[Dataset excerpt]
+++
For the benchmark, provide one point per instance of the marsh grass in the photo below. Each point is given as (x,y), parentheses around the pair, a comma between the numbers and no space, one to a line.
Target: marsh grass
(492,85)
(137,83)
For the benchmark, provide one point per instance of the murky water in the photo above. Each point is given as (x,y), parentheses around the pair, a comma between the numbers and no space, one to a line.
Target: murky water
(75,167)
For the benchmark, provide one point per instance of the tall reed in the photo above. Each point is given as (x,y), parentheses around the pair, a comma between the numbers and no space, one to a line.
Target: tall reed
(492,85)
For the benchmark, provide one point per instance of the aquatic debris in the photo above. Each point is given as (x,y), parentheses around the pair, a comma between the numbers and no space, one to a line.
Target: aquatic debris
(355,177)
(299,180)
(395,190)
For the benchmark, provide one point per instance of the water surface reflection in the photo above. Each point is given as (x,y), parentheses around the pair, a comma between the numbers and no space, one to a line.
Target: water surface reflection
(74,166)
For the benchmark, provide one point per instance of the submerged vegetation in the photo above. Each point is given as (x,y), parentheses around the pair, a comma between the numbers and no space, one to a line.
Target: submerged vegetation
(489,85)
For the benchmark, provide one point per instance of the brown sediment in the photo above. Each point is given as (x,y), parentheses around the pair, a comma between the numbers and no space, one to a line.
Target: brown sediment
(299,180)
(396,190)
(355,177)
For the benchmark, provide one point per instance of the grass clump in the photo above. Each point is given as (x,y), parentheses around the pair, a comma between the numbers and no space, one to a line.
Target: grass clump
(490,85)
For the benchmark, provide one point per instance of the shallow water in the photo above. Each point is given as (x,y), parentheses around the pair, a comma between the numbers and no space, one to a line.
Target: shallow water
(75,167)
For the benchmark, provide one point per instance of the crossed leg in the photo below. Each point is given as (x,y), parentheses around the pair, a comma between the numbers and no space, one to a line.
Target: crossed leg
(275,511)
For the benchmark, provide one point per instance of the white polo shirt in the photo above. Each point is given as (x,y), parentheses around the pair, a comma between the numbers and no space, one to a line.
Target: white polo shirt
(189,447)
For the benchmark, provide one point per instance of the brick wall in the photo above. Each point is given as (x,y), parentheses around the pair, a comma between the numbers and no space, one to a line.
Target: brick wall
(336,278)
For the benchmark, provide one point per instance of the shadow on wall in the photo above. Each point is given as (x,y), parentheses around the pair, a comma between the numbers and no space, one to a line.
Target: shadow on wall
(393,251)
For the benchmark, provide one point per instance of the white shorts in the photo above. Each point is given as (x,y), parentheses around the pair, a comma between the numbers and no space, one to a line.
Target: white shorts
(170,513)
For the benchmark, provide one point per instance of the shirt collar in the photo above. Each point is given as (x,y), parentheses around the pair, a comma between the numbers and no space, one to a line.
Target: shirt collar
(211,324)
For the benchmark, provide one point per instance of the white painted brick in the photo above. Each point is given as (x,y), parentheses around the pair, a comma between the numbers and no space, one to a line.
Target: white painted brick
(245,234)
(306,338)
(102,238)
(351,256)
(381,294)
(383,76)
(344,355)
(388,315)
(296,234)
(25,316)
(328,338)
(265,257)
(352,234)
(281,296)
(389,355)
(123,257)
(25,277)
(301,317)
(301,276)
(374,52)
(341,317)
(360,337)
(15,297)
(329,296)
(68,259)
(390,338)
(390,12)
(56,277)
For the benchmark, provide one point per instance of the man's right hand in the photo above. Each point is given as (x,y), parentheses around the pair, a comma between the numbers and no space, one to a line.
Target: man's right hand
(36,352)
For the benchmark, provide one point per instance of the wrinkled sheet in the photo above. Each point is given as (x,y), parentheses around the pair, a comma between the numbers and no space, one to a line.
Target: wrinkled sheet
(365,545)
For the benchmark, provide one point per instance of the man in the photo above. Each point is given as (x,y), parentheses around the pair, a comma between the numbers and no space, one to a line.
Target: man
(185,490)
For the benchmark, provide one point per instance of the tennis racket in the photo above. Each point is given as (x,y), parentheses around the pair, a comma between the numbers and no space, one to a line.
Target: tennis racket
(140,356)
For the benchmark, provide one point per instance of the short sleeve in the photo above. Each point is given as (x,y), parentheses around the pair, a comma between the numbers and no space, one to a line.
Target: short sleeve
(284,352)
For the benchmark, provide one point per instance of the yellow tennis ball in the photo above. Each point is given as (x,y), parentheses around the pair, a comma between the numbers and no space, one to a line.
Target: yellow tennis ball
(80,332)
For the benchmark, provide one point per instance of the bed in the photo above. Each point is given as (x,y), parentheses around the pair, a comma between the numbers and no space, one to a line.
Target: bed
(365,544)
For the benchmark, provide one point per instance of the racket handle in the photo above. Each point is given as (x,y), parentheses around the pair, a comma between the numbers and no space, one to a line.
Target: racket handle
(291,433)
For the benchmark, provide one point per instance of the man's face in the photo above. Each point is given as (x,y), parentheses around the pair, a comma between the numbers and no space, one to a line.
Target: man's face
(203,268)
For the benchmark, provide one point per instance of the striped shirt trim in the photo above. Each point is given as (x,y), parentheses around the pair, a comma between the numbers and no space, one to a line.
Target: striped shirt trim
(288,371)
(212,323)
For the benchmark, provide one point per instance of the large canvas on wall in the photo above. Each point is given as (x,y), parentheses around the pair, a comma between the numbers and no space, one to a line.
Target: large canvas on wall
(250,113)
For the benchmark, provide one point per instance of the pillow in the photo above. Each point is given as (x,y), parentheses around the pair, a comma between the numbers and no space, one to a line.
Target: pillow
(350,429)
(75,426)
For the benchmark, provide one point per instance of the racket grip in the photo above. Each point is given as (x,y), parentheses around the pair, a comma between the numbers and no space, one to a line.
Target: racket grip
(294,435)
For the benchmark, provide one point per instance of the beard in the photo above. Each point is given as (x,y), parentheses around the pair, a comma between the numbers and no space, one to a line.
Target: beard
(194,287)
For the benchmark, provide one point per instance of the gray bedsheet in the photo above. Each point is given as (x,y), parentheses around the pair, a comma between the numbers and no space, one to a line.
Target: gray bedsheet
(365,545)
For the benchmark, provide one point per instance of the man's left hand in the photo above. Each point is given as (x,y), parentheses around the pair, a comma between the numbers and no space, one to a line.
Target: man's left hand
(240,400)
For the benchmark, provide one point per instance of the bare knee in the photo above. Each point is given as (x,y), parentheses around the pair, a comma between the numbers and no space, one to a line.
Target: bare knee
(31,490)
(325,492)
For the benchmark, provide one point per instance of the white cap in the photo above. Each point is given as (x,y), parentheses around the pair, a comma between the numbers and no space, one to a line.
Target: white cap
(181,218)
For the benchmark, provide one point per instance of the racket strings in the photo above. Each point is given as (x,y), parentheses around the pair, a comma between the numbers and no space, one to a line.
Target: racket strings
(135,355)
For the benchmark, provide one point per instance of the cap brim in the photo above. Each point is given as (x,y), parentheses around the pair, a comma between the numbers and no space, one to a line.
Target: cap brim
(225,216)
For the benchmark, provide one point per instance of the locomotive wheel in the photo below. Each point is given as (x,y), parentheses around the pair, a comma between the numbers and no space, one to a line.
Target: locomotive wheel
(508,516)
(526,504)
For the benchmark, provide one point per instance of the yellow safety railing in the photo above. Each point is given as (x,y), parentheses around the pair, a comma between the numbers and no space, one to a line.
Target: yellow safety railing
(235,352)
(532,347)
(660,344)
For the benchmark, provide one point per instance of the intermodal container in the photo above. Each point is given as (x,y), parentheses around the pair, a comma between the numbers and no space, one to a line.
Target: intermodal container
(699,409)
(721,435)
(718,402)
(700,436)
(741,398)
+++
OBJECTIVE. Output, unchanged, the stretch of the records from the line containing "of the intermodal" through the end of the records.

RESPONSE TO THE EXERCISE.
For the benchmark, provide one point per instance of the intermodal container in the photo above. Each point is given as (x,y), parentheses around the pair, a comma between the numbers and no space, one to a line.
Target: intermodal container
(699,409)
(721,435)
(718,402)
(700,436)
(741,398)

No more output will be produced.